REQUIREMENTS: Reproduce exactly the lines from the line containing "Where can you spot the potted" through the end of the records below, including both ends, and nothing else.
===== DATASET ROWS
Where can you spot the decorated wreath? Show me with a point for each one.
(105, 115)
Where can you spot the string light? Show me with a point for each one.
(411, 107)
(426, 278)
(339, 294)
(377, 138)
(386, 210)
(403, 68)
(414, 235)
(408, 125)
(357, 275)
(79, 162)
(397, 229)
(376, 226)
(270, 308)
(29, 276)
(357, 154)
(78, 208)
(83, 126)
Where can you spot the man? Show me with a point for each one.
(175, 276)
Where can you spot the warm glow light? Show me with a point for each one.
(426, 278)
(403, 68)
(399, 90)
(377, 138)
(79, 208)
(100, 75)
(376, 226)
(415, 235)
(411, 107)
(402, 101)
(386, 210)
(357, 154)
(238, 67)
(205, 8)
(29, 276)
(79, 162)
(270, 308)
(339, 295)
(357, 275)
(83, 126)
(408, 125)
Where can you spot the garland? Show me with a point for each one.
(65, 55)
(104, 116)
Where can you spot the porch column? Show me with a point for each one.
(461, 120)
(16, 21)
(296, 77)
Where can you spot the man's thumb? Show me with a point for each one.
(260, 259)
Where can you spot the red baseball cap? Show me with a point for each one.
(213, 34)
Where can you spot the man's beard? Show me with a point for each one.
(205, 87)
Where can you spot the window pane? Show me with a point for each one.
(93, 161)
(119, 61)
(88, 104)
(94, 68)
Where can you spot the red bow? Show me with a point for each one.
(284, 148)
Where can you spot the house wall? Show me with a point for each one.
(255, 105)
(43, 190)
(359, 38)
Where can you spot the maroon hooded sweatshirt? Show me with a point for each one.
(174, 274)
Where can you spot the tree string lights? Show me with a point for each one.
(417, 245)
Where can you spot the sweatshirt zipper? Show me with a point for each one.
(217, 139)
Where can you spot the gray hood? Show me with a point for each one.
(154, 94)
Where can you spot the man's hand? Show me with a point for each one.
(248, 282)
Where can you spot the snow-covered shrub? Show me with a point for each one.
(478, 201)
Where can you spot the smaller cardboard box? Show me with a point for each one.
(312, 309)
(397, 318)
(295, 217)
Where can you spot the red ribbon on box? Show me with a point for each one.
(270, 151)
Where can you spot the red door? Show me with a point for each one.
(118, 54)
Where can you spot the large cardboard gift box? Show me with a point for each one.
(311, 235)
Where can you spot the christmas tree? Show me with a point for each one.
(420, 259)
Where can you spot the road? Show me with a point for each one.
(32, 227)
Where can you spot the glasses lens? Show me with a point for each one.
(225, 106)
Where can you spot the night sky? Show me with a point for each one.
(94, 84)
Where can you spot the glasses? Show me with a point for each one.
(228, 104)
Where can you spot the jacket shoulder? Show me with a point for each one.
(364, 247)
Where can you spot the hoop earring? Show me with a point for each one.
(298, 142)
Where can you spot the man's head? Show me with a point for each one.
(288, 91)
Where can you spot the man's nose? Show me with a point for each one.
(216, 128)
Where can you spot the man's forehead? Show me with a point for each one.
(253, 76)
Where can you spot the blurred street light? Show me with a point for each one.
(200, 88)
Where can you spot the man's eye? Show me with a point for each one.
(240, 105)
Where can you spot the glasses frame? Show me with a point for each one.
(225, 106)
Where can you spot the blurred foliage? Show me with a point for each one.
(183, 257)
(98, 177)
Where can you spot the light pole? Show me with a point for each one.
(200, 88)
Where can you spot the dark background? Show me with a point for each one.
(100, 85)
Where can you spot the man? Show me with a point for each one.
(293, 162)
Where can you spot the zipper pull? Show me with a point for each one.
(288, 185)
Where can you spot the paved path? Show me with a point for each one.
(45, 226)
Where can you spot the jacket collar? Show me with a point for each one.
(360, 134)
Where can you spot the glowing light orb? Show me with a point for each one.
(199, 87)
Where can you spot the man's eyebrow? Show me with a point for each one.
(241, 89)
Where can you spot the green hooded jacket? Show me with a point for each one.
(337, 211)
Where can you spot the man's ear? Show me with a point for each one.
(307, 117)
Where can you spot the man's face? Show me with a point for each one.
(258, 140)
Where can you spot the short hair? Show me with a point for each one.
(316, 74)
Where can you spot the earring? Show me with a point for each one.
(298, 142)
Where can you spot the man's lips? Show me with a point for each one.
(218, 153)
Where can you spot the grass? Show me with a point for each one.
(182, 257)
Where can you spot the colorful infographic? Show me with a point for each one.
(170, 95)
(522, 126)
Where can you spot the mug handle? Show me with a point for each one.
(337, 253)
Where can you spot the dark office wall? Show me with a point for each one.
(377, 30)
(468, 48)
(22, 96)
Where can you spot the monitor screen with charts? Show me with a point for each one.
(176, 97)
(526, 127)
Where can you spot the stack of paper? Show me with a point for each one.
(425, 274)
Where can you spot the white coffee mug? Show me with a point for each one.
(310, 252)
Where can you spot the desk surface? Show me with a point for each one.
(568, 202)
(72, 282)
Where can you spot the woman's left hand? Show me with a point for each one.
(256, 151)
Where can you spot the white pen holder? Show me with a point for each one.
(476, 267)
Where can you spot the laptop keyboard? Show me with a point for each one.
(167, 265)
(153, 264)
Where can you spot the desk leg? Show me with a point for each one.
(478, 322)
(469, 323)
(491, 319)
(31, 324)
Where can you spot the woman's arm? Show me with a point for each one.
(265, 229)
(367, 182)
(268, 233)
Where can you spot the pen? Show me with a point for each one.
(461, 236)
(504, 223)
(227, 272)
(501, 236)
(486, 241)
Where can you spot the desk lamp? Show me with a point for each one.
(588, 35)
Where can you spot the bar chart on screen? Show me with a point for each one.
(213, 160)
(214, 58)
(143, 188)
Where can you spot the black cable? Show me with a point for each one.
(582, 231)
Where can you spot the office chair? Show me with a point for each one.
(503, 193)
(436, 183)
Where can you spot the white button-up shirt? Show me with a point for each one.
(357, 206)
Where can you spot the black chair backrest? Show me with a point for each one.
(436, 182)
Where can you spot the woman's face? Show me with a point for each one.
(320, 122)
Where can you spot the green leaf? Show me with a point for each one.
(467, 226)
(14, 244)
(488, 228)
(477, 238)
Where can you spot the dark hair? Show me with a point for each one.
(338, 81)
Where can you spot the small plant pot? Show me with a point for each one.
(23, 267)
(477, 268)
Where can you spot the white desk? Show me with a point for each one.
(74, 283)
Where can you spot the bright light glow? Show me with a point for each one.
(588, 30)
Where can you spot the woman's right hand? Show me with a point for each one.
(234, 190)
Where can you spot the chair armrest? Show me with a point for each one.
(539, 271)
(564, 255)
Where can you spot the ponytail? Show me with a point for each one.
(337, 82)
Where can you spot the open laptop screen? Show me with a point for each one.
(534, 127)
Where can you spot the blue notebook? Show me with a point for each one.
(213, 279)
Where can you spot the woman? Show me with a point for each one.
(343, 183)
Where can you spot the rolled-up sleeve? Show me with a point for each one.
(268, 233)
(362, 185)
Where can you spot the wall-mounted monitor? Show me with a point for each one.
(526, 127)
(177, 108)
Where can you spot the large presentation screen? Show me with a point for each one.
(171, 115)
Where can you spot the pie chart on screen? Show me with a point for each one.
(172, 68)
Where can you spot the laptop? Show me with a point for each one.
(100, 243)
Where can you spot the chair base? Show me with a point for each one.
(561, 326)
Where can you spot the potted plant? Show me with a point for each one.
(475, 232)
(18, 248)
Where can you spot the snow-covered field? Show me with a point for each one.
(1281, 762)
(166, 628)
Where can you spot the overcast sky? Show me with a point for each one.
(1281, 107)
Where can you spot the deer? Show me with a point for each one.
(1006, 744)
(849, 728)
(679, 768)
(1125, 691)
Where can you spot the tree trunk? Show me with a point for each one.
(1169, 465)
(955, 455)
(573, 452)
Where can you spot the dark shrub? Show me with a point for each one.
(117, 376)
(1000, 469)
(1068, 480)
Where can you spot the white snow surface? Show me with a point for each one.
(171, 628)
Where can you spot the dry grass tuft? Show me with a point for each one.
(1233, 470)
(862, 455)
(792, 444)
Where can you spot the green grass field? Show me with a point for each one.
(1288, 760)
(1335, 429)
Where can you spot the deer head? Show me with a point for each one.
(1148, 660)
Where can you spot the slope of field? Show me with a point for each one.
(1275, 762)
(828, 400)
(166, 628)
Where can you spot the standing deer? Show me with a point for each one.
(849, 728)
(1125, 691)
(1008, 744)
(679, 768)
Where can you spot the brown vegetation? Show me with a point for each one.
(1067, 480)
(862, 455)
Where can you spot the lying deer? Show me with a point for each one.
==========
SOLUTION TO THIS TASK:
Where can you spot the potted plant? Show me with a point for each one.
(475, 232)
(18, 248)
Where can you spot the snow-covered field? Show me with a point for each one.
(1281, 762)
(166, 628)
Where can you spot the overcast sky? Show me with a point for each one.
(1281, 107)
Where can you spot the deer? Show me with a point for each one.
(1006, 744)
(849, 728)
(679, 768)
(1125, 691)
Where can you spot the tree trunk? Show me with a point for each one.
(1169, 465)
(955, 455)
(573, 452)
Where can you spot the dark shrub? Show me with a point for each one.
(117, 376)
(1000, 469)
(1068, 480)
Where can you spot the white snow surface? Show me with a point for each one.
(171, 628)
Where can you spot the dry grass tuft? Show me with a point for each one.
(1233, 470)
(862, 455)
(792, 444)
Where can you spot the green grass field? Show me with a point for each one.
(1288, 760)
(1335, 429)
Where can you spot the deer head? Show me with a point for each one.
(1148, 660)
Where can you spot the slope of field? Show me with a point for each one.
(1275, 762)
(828, 400)
(166, 628)
Where can you spot the standing deer? Show me with a point for each one.
(849, 728)
(1125, 691)
(1008, 744)
(679, 768)
Where can you spot the brown vegetation? Show me with a point for each one.
(1067, 480)
(862, 455)
Where can you spot the lying deer? Show me with a point for each one.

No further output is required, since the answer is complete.